'''
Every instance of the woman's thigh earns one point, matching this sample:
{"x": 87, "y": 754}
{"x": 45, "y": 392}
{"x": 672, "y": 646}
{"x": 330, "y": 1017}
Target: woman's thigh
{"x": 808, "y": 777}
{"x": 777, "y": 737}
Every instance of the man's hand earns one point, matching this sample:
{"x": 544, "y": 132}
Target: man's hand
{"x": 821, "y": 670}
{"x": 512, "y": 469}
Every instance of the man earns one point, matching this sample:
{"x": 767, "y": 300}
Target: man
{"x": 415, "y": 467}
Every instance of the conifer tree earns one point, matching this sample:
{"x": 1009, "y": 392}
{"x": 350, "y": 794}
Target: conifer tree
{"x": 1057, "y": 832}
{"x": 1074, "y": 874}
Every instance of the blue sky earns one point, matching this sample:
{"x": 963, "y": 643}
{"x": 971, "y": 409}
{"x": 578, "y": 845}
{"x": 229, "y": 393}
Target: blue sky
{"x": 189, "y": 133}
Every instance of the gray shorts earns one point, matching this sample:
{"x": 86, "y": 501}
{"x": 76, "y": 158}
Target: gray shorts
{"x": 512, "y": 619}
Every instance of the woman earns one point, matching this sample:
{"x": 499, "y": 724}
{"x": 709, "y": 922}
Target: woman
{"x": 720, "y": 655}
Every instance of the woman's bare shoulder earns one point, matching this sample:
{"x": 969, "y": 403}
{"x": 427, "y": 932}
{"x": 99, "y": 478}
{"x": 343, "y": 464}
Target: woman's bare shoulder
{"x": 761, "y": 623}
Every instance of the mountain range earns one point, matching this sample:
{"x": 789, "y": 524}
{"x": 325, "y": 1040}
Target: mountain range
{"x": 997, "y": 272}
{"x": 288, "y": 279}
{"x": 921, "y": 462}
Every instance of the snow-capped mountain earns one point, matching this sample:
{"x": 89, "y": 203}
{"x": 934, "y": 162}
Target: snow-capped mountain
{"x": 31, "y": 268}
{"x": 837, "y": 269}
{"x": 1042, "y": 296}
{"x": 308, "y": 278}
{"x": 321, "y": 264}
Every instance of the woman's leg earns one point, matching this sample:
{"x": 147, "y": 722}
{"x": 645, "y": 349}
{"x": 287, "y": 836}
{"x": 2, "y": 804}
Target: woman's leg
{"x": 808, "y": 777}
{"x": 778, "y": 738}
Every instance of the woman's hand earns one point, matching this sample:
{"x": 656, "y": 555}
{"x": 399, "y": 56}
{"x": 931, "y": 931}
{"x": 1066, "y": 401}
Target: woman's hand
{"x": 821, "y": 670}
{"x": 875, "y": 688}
'''
STATED EXERCISE: Repeat all the entries exactly as given.

REPLY:
Every instance of the woman's thigh earns one point, matching this sample:
{"x": 87, "y": 754}
{"x": 45, "y": 392}
{"x": 672, "y": 646}
{"x": 330, "y": 1017}
Target: woman's thigh
{"x": 808, "y": 777}
{"x": 777, "y": 737}
Every instance of the man's hand earns one point, matching this sample:
{"x": 544, "y": 132}
Target: man's hand
{"x": 821, "y": 670}
{"x": 512, "y": 469}
Every instance of the man earns one point, matching this sample:
{"x": 767, "y": 300}
Target: man
{"x": 415, "y": 467}
Every instance of the conifer tree earns one point, matching this sample:
{"x": 1009, "y": 392}
{"x": 350, "y": 794}
Target: conifer tree
{"x": 1057, "y": 832}
{"x": 1074, "y": 874}
Every instance of the blue sky earns one point, matching this sample:
{"x": 963, "y": 643}
{"x": 971, "y": 409}
{"x": 578, "y": 845}
{"x": 229, "y": 393}
Target: blue sky
{"x": 189, "y": 133}
Every instance of the gray shorts earns one point, matching this sample:
{"x": 86, "y": 501}
{"x": 76, "y": 158}
Target: gray shorts
{"x": 512, "y": 619}
Every instance of the woman earns one point, matching this sample:
{"x": 499, "y": 724}
{"x": 709, "y": 922}
Target: woman
{"x": 720, "y": 655}
Every instance of the woman's bare shoulder earns one point, matching this sample:
{"x": 969, "y": 403}
{"x": 427, "y": 932}
{"x": 99, "y": 478}
{"x": 343, "y": 464}
Target: woman's bare shoulder
{"x": 761, "y": 623}
Every instance of the mountain range earns one point, matching this sample:
{"x": 789, "y": 524}
{"x": 325, "y": 1040}
Target: mountain range
{"x": 997, "y": 272}
{"x": 288, "y": 279}
{"x": 921, "y": 462}
Every instance of the snow-capped mountain earns one point, matching this sample:
{"x": 89, "y": 203}
{"x": 934, "y": 162}
Target: snow-capped mountain
{"x": 31, "y": 268}
{"x": 837, "y": 269}
{"x": 1042, "y": 296}
{"x": 308, "y": 278}
{"x": 321, "y": 264}
Every instance of the woman's leg earns one point, matching this sample:
{"x": 147, "y": 722}
{"x": 645, "y": 349}
{"x": 287, "y": 836}
{"x": 2, "y": 804}
Target: woman's leg
{"x": 808, "y": 777}
{"x": 778, "y": 738}
Every instance of the woman's hand earns one point, matching this sample:
{"x": 656, "y": 555}
{"x": 399, "y": 56}
{"x": 931, "y": 931}
{"x": 1066, "y": 401}
Target: woman's hand
{"x": 821, "y": 670}
{"x": 875, "y": 688}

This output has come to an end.